» **What you need to do**: Copy out every line of the listing below that contains the word "table", matching its capitalization exactly.

» **Record excerpts**:
--- BEGIN ---

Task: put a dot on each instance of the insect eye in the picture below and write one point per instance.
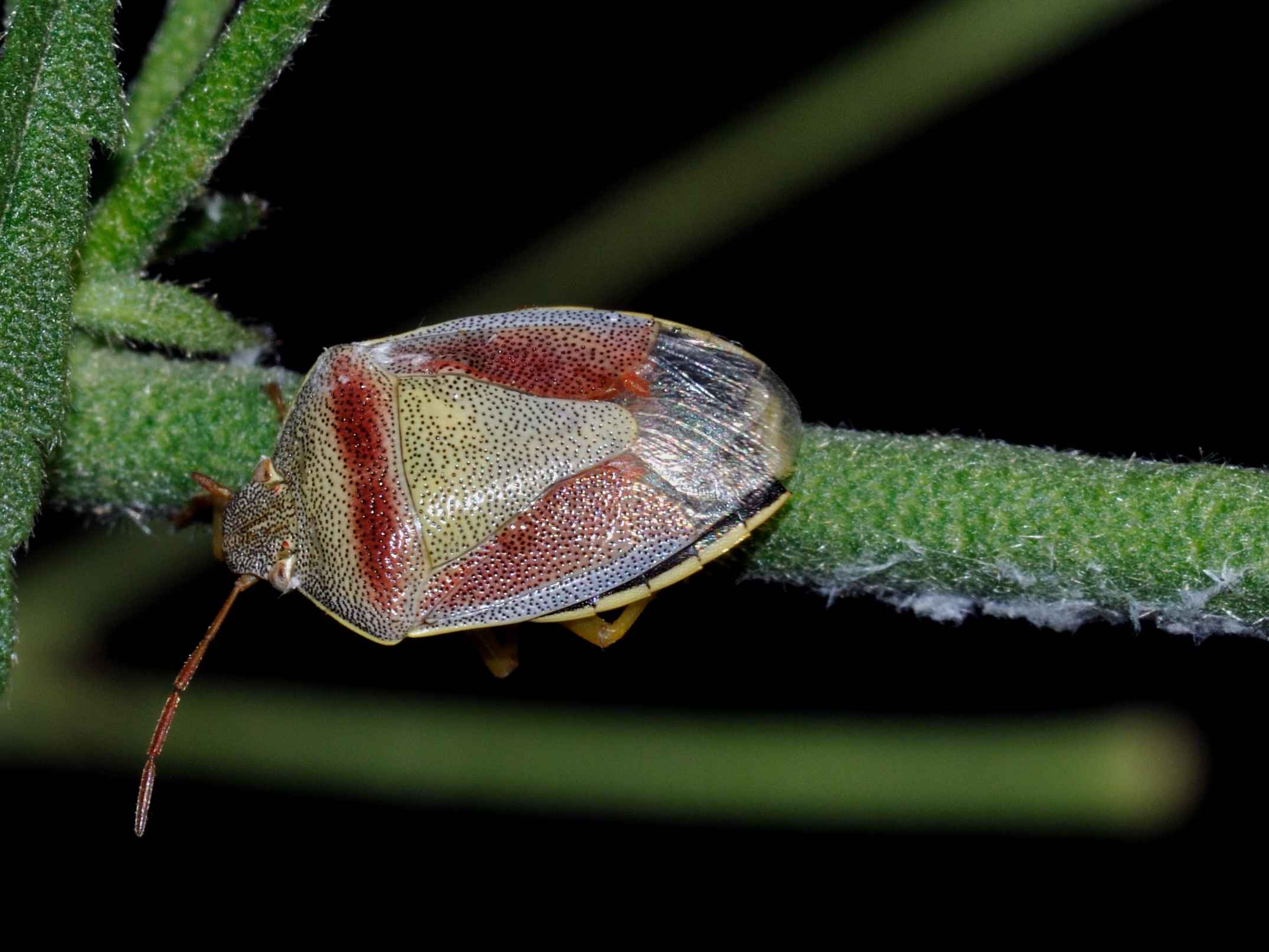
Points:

--- END ---
--- BEGIN ---

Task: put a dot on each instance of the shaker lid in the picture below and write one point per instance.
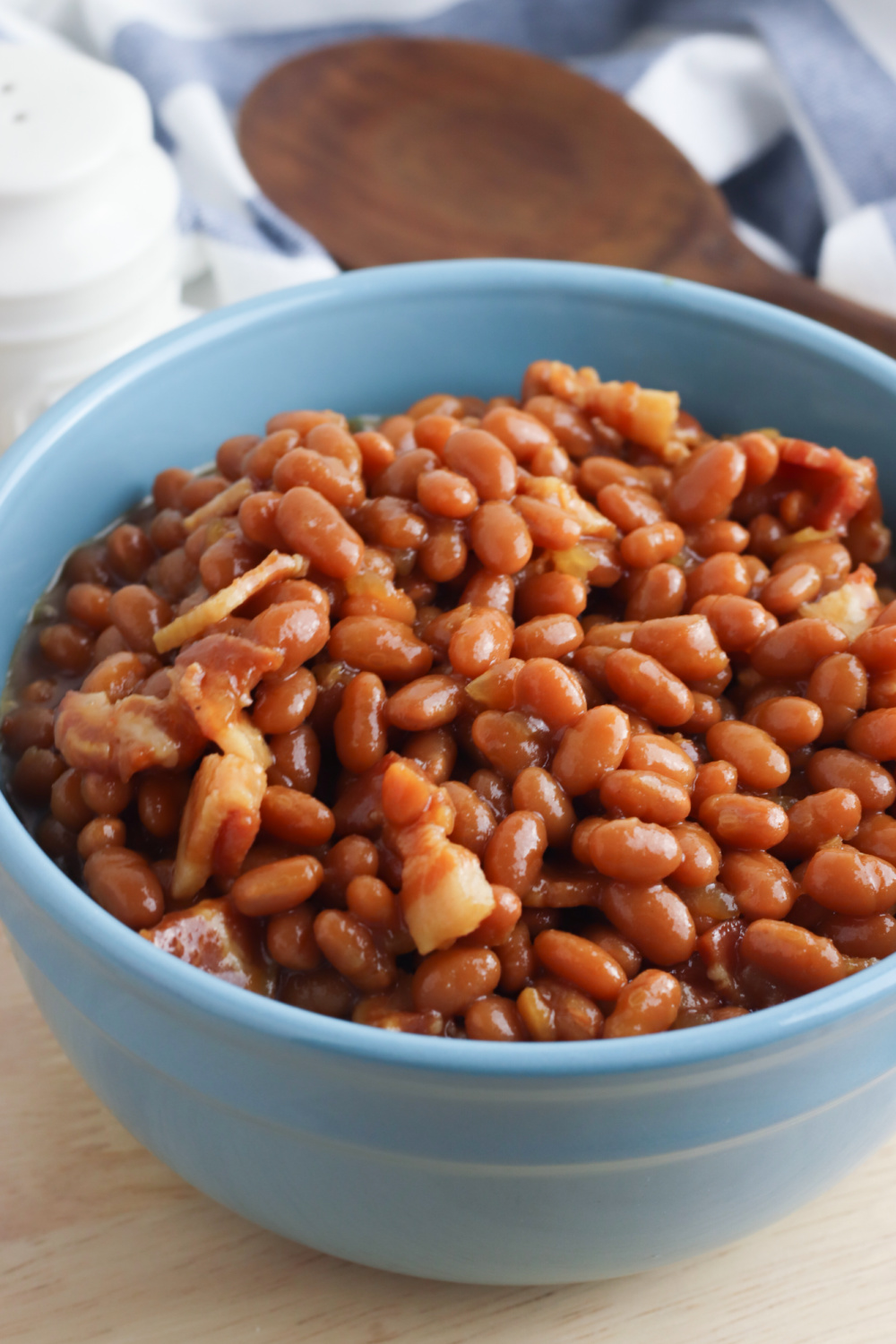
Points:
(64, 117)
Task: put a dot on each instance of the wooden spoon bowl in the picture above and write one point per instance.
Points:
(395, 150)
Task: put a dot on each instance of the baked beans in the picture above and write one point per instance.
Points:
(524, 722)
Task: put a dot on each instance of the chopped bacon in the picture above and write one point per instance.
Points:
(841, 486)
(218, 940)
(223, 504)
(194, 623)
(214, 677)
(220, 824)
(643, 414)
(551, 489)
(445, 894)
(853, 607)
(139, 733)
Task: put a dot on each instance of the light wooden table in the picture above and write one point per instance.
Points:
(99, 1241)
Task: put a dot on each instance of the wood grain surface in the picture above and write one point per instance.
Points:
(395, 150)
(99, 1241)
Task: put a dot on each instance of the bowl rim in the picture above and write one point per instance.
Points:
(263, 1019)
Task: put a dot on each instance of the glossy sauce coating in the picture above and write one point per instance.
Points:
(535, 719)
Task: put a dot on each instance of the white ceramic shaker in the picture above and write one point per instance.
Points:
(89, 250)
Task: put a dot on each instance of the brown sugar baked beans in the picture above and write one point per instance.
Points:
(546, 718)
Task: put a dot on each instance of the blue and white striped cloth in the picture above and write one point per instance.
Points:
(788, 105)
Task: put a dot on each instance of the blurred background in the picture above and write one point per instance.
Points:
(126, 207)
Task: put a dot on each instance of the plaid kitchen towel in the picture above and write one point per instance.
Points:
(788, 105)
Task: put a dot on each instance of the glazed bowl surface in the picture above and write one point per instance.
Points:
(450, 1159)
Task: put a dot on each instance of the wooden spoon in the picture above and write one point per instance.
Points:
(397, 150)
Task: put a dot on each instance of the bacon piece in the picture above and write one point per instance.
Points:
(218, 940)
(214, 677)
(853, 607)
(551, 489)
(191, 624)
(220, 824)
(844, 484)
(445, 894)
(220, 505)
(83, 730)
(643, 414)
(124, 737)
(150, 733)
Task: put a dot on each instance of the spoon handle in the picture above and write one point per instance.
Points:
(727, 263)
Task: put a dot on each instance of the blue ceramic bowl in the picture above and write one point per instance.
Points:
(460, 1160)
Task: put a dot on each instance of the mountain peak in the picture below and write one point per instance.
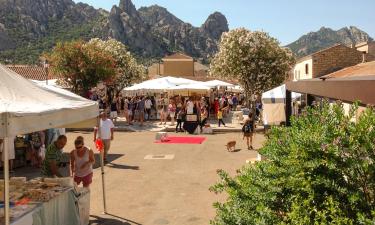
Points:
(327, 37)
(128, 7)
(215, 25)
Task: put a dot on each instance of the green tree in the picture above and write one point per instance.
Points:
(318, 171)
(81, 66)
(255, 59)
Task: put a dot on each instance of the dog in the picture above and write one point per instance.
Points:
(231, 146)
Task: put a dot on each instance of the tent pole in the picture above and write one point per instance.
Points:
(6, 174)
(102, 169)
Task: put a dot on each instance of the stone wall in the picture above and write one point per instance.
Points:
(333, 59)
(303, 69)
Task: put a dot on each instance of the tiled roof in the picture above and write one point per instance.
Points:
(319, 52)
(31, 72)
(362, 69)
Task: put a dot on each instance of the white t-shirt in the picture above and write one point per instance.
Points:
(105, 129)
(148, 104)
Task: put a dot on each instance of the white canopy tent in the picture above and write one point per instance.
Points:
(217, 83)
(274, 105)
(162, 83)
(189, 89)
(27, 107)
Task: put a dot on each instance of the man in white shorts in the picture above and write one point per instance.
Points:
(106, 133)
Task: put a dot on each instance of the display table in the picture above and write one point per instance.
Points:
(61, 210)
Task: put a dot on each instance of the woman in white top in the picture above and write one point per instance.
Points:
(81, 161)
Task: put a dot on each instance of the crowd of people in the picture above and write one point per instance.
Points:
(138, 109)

--- END ---
--- BEGIN ---

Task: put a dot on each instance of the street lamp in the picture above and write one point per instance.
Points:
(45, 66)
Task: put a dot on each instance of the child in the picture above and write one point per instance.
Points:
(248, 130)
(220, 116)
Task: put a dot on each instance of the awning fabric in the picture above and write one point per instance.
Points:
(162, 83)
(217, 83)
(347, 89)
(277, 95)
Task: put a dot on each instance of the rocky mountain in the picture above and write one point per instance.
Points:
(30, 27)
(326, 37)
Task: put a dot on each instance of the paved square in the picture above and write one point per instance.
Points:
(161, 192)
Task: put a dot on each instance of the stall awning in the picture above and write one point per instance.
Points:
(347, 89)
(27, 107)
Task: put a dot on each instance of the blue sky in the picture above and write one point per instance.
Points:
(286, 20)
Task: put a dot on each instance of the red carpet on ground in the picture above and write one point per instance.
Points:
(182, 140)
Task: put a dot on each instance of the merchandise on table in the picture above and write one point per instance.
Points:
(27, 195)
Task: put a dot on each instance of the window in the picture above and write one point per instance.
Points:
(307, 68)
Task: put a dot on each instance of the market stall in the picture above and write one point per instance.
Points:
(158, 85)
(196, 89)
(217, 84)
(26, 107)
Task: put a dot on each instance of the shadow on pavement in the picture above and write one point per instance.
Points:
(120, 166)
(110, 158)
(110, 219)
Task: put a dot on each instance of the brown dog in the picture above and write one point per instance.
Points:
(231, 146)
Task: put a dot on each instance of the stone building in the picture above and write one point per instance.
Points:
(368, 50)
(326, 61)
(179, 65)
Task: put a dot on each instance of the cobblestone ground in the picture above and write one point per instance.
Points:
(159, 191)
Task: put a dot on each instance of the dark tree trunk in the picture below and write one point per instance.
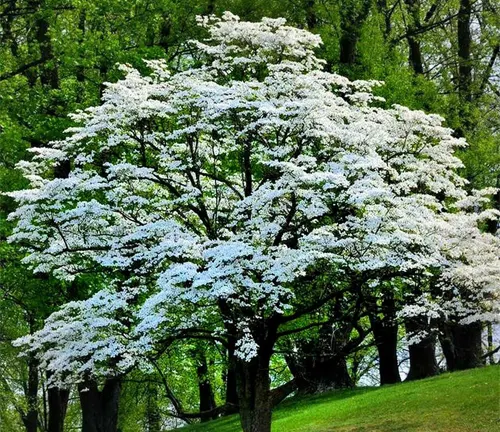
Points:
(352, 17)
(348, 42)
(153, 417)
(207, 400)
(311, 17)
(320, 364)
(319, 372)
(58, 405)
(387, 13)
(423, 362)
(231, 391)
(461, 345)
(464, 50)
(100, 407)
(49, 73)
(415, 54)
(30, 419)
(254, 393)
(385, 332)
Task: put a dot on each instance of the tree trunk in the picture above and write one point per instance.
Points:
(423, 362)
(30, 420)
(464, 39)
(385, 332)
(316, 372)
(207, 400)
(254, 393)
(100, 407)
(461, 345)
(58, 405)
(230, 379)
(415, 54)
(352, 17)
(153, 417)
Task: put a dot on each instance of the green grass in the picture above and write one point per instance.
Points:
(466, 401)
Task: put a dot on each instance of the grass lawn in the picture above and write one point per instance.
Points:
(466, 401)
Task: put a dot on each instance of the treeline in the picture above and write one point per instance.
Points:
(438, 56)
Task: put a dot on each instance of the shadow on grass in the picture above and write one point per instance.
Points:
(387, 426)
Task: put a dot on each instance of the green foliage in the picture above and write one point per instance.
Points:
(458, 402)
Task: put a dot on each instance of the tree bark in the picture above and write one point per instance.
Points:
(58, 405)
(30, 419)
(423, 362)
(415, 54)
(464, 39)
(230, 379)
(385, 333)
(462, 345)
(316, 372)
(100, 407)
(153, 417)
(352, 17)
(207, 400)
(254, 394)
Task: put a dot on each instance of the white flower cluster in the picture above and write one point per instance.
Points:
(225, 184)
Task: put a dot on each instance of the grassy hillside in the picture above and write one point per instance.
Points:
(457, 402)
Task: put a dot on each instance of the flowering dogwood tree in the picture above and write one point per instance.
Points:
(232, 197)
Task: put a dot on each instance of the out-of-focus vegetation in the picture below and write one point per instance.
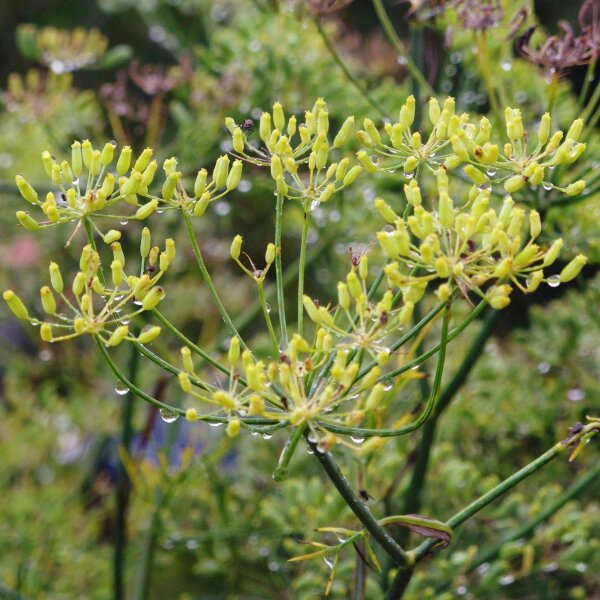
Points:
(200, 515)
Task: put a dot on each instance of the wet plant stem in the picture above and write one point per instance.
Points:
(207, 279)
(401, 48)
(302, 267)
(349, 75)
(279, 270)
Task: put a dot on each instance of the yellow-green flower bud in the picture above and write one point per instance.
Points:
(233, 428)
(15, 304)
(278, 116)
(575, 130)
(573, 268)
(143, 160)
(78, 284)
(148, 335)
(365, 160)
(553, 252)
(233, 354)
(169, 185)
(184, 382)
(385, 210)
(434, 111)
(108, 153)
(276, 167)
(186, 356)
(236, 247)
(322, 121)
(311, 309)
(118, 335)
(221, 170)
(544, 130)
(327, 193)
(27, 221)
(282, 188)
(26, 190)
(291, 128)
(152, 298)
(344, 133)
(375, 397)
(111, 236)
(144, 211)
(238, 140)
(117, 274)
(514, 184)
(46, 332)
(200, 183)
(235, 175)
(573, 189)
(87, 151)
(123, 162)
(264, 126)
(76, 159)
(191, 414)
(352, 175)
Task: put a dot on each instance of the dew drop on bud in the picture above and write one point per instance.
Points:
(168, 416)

--- END ---

» **Final result**:
Task: put a dot on each instance of the light wooden table in the picture above and write one point per instance.
Task: put a dot on each instance of the display table in the picture above and write one point per instance.
Task: put a dot on each instance of the merchandise on table in the picture above and write one point per instance.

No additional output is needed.